▶ _Problem to solve_: Reproduce the passage below on technology, media and telecom mergers word for word, in full.

▶ _Text passage_:
+---+

Mergers of technology, media and telecom companies have accelerated in recent years, hitting an all-time high of nearly 3,400 deals in 2017, according to Mergermarket. But this coming-together of business segments has been on the horizon for more than a decade. IBM, for example, established a telecom, media and entertainment division back in 2007.

So what’s driving this cross-industry convergence? The short answer is: a fast-evolving confluence of technology, opportunity and need.

On the technology side, ubiquitous, scaleable and ever-present broadband networks have broken down the barriers to entry on distribution, while the maturation of software technologies, virtualization and processing capabilities has enabled rapid and inexpensive product cycles, customer acquisition and distribution.

Meanwhile, telecoms and cable providers are trying to avoid the fate of being commoditized — trapped at the low end of the value chain, offering only the delivery of content at fixed prices and low profit, with minimal opportunities for up-selling.

To further complicate the situation, technology is obliterating traditional business models for telecoms and other providers by eroding their customer base. Cord-cutters and other restless subscribers now can migrate to lower-cost, over-the-top forms of content consumption, without the need for a dish, a cable box or a subscription.

+---+

▶ _Data section_:

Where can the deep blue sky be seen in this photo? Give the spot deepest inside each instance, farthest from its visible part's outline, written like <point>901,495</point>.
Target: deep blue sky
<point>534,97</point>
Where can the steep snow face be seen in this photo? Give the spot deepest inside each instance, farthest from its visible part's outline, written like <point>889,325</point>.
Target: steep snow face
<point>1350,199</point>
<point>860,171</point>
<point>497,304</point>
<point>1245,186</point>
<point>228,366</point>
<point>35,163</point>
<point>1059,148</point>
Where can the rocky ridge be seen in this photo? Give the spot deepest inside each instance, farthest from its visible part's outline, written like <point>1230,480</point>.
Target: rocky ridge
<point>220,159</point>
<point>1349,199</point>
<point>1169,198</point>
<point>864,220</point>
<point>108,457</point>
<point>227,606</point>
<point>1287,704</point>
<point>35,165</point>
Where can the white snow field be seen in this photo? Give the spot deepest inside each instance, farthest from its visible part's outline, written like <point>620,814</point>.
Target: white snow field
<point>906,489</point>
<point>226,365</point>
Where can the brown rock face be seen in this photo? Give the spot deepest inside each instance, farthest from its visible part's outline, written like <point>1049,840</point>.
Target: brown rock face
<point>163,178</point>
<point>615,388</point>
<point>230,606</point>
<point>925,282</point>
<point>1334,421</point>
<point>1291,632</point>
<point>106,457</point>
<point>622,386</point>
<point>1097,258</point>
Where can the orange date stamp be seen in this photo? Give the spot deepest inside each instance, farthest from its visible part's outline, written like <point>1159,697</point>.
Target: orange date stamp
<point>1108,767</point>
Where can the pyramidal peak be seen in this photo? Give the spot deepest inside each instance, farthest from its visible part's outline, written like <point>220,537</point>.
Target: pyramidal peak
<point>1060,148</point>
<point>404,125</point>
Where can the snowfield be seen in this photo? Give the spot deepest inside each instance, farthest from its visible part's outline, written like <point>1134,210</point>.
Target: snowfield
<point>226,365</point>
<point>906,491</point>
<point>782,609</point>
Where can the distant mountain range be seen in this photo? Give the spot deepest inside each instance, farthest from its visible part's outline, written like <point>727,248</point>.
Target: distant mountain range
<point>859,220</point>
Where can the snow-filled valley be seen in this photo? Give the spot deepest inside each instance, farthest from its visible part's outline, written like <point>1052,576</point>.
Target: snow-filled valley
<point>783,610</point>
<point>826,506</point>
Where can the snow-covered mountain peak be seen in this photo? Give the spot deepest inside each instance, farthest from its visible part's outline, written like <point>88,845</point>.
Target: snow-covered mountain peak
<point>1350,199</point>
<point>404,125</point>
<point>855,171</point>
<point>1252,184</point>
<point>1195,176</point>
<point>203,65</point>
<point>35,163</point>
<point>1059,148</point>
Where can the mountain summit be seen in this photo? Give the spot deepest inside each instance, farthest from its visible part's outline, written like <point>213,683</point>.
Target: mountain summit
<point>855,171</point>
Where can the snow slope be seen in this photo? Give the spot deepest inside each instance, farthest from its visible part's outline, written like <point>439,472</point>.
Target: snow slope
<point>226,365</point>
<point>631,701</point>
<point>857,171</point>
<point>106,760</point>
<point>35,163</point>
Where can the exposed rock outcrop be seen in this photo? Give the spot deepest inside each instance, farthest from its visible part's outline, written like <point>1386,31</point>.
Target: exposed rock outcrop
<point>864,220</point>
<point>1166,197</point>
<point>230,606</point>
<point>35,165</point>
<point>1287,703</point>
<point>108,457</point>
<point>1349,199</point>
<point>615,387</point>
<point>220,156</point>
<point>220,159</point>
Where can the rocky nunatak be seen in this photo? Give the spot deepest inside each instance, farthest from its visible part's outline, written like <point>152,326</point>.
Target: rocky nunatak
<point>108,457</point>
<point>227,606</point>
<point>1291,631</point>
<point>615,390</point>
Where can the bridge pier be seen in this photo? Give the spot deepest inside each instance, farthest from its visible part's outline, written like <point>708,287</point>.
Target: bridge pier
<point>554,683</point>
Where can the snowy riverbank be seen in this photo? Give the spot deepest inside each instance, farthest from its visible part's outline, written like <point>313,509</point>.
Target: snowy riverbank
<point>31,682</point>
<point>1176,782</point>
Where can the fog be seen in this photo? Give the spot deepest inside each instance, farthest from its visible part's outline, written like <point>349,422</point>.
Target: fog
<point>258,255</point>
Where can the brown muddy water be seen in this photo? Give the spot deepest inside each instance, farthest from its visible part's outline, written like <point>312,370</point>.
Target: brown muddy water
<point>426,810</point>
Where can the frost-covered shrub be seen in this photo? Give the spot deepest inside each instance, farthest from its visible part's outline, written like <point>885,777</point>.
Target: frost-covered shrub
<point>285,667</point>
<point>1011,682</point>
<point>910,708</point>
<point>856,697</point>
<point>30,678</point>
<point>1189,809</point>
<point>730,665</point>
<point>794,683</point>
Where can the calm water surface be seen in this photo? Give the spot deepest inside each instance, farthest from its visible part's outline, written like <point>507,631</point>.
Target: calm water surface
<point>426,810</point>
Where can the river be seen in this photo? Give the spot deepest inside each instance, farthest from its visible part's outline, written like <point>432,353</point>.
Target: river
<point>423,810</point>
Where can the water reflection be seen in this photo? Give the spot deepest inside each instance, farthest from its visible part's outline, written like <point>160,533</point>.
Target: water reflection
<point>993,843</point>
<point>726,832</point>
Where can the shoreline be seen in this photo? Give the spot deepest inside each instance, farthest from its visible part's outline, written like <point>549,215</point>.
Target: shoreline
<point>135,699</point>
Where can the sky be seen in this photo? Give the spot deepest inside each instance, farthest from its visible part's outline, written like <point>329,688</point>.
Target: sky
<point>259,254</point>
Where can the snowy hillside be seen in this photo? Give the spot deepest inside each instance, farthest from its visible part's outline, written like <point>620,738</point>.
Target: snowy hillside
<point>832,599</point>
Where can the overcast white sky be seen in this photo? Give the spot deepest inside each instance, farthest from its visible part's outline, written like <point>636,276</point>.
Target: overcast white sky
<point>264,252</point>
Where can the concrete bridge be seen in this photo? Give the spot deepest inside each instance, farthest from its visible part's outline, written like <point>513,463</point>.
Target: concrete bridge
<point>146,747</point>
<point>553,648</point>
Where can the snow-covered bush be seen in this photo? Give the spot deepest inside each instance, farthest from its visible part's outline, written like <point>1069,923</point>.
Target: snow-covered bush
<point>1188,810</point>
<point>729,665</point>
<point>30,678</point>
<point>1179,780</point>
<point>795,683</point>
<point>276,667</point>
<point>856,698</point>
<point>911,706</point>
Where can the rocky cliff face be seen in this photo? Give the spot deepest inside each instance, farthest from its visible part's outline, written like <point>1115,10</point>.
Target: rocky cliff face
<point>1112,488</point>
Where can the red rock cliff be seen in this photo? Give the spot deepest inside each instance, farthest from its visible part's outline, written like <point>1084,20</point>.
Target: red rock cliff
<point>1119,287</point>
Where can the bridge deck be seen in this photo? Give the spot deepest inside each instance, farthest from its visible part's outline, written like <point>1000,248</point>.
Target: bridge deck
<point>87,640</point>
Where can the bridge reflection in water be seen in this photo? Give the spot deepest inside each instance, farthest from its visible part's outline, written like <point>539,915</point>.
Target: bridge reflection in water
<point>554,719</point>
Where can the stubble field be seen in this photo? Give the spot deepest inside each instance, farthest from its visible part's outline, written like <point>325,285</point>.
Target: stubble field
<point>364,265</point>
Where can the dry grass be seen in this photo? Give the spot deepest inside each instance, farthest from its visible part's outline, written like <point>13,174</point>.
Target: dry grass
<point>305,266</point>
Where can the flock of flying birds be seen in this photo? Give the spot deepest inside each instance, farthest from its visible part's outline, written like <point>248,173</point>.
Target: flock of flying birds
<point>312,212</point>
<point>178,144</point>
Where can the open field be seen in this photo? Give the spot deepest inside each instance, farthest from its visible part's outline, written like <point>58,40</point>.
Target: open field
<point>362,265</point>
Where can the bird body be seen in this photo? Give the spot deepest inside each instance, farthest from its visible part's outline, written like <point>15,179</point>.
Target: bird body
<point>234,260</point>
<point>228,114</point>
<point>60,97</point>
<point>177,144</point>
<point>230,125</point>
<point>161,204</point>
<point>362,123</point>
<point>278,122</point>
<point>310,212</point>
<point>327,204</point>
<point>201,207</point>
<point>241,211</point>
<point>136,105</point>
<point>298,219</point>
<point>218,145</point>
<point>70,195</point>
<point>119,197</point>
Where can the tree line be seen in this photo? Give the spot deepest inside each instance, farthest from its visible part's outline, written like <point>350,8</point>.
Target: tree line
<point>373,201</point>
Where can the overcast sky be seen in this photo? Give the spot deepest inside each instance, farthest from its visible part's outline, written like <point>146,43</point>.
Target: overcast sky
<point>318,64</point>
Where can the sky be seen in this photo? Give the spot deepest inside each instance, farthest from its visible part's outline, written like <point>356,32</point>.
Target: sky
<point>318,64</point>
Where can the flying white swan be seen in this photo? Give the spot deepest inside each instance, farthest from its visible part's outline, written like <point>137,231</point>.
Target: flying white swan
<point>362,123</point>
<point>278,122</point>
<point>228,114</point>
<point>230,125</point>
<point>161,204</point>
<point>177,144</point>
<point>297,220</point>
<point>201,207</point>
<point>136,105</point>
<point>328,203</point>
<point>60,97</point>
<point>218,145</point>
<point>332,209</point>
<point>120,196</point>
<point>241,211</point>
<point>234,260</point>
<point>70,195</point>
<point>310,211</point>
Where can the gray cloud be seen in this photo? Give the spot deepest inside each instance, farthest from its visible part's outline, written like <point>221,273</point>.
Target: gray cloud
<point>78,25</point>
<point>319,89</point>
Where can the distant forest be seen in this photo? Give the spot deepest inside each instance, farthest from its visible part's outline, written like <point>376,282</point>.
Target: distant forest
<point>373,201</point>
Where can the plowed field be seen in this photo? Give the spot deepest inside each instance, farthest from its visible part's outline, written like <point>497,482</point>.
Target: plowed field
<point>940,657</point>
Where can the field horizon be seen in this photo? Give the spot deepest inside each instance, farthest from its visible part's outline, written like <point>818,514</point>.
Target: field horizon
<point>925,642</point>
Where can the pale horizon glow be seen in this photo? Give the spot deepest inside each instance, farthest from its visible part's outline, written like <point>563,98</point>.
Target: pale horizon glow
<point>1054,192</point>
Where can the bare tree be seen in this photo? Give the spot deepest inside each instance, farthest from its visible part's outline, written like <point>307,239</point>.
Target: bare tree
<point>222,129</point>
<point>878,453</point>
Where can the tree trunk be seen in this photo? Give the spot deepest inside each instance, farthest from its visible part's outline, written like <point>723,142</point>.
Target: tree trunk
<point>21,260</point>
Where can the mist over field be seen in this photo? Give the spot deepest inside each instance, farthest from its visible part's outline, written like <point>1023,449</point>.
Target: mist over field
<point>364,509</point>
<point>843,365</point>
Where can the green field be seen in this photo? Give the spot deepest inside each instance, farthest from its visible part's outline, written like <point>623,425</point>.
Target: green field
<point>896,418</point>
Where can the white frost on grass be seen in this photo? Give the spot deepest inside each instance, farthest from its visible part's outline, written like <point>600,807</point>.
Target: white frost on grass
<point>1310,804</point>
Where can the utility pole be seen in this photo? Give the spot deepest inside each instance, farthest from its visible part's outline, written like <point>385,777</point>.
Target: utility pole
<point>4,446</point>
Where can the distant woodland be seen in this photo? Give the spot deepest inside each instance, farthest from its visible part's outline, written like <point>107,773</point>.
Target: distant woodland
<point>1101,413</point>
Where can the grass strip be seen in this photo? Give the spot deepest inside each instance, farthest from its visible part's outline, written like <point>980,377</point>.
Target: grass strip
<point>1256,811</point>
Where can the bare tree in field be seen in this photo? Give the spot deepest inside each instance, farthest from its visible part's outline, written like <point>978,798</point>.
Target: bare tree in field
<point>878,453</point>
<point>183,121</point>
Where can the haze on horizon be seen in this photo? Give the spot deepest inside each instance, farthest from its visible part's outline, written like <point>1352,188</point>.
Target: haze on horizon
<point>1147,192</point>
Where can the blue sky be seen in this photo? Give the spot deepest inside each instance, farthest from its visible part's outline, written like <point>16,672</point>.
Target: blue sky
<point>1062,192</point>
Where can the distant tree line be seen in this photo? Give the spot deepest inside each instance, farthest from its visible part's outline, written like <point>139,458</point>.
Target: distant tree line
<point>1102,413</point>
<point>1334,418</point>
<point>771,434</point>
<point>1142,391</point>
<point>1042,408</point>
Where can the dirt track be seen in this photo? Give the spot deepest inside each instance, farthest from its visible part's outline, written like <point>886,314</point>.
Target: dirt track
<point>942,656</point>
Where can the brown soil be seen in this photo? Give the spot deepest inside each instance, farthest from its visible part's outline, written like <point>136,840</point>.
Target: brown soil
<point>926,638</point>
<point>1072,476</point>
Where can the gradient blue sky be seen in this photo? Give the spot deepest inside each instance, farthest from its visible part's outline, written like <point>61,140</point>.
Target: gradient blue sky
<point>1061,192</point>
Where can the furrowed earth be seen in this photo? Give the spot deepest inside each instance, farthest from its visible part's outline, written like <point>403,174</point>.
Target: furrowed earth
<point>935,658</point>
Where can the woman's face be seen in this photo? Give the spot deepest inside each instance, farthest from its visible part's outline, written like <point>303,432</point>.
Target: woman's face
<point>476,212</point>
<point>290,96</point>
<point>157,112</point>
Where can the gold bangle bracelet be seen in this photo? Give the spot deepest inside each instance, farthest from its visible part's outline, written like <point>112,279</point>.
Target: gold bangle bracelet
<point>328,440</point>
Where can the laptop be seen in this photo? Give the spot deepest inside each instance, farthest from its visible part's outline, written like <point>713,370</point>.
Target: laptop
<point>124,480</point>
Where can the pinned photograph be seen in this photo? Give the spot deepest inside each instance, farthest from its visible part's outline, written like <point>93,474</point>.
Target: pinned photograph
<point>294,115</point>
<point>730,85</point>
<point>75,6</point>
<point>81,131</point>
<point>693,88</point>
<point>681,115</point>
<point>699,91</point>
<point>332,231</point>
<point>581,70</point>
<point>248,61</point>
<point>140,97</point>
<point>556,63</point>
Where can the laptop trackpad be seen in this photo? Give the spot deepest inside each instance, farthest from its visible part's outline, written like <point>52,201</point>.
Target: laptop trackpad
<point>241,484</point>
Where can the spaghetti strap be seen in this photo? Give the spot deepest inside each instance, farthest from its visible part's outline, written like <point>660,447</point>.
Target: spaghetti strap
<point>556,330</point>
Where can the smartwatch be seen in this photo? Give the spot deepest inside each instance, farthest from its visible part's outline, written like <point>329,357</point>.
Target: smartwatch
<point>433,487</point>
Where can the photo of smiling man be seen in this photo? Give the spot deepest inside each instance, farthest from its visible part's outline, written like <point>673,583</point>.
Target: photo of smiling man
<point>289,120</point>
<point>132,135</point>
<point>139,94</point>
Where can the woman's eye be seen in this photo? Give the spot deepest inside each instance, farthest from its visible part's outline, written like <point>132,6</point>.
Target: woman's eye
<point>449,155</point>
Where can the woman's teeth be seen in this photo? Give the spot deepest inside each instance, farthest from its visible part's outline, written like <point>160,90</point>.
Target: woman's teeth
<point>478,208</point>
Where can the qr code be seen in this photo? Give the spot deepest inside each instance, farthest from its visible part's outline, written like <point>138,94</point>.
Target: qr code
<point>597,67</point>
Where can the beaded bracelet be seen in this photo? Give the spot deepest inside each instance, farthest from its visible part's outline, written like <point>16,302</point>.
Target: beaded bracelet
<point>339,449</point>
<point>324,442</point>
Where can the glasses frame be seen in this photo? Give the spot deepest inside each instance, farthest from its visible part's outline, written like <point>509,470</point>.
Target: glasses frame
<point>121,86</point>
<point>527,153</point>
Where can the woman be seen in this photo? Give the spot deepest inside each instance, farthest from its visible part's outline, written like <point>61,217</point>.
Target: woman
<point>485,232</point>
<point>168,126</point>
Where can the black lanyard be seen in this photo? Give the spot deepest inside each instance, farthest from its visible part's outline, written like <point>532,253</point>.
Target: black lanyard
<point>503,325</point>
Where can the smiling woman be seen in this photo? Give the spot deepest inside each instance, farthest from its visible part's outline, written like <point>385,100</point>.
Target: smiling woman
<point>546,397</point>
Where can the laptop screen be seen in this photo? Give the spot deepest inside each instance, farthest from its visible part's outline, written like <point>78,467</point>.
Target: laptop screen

+---+

▶ _Result for this task_:
Mergers of technology, media and telecom companies have accelerated in recent years, hitting an all-time high of nearly 3,400 deals in 2017, according to Mergermarket. But this coming-together of business segments has been on the horizon for more than a decade. IBM, for example, established a telecom, media and entertainment division back in 2007.

So what’s driving this cross-industry convergence? The short answer is: a fast-evolving confluence of technology, opportunity and need.

On the technology side, ubiquitous, scaleable and ever-present broadband networks have broken down the barriers to entry on distribution, while the maturation of software technologies, virtualization and processing capabilities has enabled rapid and inexpensive product cycles, customer acquisition and distribution.

Meanwhile, telecoms and cable providers are trying to avoid the fate of being commoditized — trapped at the low end of the value chain, offering only the delivery of content at fixed prices and low profit, with minimal opportunities for up-selling.

To further complicate the situation, technology is obliterating traditional business models for telecoms and other providers by eroding their customer base. Cord-cutters and other restless subscribers now can migrate to lower-cost, over-the-top forms of content consumption, without the need for a dish, a cable box or a subscription.